Stated problem - Return the entire listing below unchanged, line for line, and leave out any picture.

(begin)

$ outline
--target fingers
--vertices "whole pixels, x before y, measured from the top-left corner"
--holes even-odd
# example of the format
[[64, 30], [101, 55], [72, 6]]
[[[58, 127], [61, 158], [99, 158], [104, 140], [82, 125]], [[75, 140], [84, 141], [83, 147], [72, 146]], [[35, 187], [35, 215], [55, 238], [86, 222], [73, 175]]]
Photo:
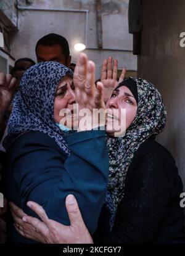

(end)

Response to the task -
$ outline
--target fingers
--vertices "whole pixels, x before y, measured from the top-left corner"
--holes even-odd
# example of the format
[[64, 30], [101, 55], [72, 6]]
[[[58, 127], [61, 158], [99, 158], [104, 140], [82, 125]], [[75, 140], [84, 141], [83, 147], [72, 146]], [[35, 187], [35, 215], [55, 238], [86, 222], [73, 175]]]
Photo:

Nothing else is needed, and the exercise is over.